§ **What is being asked**: Transcribe the closing lines of the listing exactly, starting at the one that contains "Phrase: woman's neck" and including the last.

== Available data ==

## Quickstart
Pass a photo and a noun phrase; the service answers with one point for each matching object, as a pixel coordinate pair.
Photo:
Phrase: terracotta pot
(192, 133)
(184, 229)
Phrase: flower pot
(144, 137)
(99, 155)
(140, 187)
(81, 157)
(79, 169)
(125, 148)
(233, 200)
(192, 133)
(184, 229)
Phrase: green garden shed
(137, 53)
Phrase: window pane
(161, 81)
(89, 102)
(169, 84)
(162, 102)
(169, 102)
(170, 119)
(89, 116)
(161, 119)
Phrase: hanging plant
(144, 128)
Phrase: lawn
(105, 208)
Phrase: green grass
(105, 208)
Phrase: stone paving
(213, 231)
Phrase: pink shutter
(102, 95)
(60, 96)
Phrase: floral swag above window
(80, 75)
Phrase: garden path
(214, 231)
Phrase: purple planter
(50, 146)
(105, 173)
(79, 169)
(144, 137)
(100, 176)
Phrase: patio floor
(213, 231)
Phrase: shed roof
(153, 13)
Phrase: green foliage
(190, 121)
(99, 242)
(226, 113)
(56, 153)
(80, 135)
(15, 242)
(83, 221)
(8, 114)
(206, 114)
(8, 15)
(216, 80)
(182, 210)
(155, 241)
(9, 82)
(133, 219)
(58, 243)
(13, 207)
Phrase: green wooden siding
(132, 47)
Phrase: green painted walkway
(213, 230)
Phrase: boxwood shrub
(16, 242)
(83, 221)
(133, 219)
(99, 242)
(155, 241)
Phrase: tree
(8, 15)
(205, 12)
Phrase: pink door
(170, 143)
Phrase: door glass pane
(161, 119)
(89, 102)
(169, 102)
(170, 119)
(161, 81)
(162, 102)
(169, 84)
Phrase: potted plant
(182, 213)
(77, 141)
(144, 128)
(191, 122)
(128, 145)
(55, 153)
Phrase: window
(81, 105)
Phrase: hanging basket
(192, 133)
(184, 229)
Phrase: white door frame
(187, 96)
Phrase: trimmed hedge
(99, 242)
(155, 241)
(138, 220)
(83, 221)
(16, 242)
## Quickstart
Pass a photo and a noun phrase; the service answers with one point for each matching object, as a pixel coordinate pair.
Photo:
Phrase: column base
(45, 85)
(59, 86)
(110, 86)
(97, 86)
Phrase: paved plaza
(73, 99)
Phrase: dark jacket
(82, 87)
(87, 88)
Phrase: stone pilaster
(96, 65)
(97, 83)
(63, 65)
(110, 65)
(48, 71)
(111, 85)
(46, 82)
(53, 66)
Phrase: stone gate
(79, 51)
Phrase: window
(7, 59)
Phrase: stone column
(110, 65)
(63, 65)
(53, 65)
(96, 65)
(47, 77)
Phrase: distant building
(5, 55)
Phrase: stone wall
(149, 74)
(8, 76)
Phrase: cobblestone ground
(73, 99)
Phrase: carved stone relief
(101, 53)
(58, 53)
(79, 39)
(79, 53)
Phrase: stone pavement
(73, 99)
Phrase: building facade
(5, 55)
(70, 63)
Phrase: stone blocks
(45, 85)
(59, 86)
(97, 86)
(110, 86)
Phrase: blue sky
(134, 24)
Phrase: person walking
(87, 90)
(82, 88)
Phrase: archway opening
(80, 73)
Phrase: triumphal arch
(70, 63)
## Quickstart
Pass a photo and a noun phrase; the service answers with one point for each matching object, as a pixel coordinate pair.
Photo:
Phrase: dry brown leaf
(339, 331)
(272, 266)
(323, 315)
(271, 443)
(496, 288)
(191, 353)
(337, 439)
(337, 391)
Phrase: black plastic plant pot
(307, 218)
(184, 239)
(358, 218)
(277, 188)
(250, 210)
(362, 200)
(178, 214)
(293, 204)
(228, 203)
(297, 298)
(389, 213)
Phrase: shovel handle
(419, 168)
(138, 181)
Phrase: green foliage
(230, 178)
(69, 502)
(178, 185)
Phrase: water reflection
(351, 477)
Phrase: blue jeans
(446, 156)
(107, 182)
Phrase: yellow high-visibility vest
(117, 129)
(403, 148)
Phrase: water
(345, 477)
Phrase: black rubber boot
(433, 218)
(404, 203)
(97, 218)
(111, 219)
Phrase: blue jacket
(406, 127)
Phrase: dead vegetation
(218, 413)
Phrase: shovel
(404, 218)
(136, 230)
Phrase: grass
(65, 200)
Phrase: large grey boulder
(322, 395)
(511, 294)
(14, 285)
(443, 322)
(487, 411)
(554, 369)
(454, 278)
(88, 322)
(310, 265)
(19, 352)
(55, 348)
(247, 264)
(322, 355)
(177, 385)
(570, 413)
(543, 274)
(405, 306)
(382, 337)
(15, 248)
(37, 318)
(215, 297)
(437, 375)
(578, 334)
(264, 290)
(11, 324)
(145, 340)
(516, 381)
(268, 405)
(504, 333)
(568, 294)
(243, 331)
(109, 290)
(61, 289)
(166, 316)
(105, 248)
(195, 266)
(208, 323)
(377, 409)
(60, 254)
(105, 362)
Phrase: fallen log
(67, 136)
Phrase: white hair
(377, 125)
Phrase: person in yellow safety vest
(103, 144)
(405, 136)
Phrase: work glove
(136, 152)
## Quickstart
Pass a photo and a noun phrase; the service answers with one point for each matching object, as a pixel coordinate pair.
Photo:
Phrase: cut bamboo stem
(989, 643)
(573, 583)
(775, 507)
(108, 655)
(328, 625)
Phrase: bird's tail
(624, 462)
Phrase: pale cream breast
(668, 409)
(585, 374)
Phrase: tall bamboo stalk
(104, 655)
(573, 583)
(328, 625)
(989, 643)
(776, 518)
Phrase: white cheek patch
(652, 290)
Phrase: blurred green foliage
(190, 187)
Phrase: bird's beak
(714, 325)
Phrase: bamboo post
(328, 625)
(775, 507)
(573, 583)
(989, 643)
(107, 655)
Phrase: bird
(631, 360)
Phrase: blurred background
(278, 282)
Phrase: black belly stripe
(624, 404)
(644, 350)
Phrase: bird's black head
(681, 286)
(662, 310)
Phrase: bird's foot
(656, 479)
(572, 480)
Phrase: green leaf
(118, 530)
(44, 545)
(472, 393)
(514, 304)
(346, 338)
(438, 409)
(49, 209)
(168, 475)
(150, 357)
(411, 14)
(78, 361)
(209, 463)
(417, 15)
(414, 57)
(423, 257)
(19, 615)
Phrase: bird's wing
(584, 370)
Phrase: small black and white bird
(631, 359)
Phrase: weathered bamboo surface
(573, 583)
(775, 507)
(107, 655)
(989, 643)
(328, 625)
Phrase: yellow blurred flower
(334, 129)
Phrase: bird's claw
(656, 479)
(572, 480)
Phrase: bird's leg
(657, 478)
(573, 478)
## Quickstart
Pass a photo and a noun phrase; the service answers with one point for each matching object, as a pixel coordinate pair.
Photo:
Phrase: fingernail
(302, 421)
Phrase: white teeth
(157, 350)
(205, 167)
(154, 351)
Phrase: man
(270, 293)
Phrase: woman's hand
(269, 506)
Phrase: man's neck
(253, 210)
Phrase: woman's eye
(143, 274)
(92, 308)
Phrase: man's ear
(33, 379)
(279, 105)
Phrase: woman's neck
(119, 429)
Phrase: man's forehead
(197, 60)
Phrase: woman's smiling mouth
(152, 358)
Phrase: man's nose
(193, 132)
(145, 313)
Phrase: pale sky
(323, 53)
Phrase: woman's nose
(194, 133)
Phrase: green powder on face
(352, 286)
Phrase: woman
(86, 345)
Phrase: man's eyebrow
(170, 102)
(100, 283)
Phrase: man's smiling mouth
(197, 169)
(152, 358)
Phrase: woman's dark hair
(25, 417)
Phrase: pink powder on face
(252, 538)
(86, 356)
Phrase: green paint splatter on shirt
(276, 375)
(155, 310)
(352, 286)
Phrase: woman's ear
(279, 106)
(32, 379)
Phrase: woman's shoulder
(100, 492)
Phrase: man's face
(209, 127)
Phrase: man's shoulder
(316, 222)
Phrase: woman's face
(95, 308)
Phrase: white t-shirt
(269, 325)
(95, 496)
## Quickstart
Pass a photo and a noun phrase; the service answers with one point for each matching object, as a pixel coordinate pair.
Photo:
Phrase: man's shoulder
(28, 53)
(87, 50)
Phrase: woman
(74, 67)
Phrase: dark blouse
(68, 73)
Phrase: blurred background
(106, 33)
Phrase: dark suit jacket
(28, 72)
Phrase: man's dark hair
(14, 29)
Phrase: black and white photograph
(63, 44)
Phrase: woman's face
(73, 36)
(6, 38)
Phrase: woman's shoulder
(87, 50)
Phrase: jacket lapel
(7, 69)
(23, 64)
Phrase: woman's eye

===

§ **Task solution**:
Phrase: woman's neck
(119, 429)
Phrase: man's forehead
(197, 60)
Phrase: woman's smiling mouth
(152, 358)
Phrase: man's nose
(193, 132)
(145, 313)
Phrase: pale sky
(323, 53)
Phrase: woman's nose
(194, 133)
Phrase: green powder on face
(352, 286)
Phrase: woman
(86, 345)
Phrase: man's eyebrow
(170, 102)
(100, 283)
Phrase: man's smiling mouth
(197, 169)
(152, 358)
Phrase: woman's dark hair
(25, 417)
Phrase: pink powder on face
(252, 538)
(86, 356)
Phrase: green paint splatter on shirt
(276, 375)
(155, 310)
(352, 286)
Phrase: woman's ear
(279, 106)
(32, 379)
Phrase: woman's shoulder
(100, 492)
Phrase: man's face
(209, 127)
Phrase: man's shoulder
(316, 222)
Phrase: woman's face
(95, 308)
Phrase: white t-shirt
(269, 325)
(95, 496)
## Quickstart
Pass a photo and a noun phrase; the service answers with one point for each matching object, as a pixel coordinate pair.
Photo:
Phrase: man's shoulder
(28, 53)
(87, 50)
Phrase: woman
(74, 67)
Phrase: dark blouse
(68, 73)
Phrase: blurred background
(106, 33)
Phrase: dark suit jacket
(28, 72)
Phrase: man's dark hair
(14, 29)
Phrase: black and white photograph
(63, 44)
Phrase: woman's face
(73, 36)
(6, 38)
Phrase: woman's shoulder
(87, 50)
Phrase: jacket lapel
(7, 69)
(23, 64)
Phrase: woman's eye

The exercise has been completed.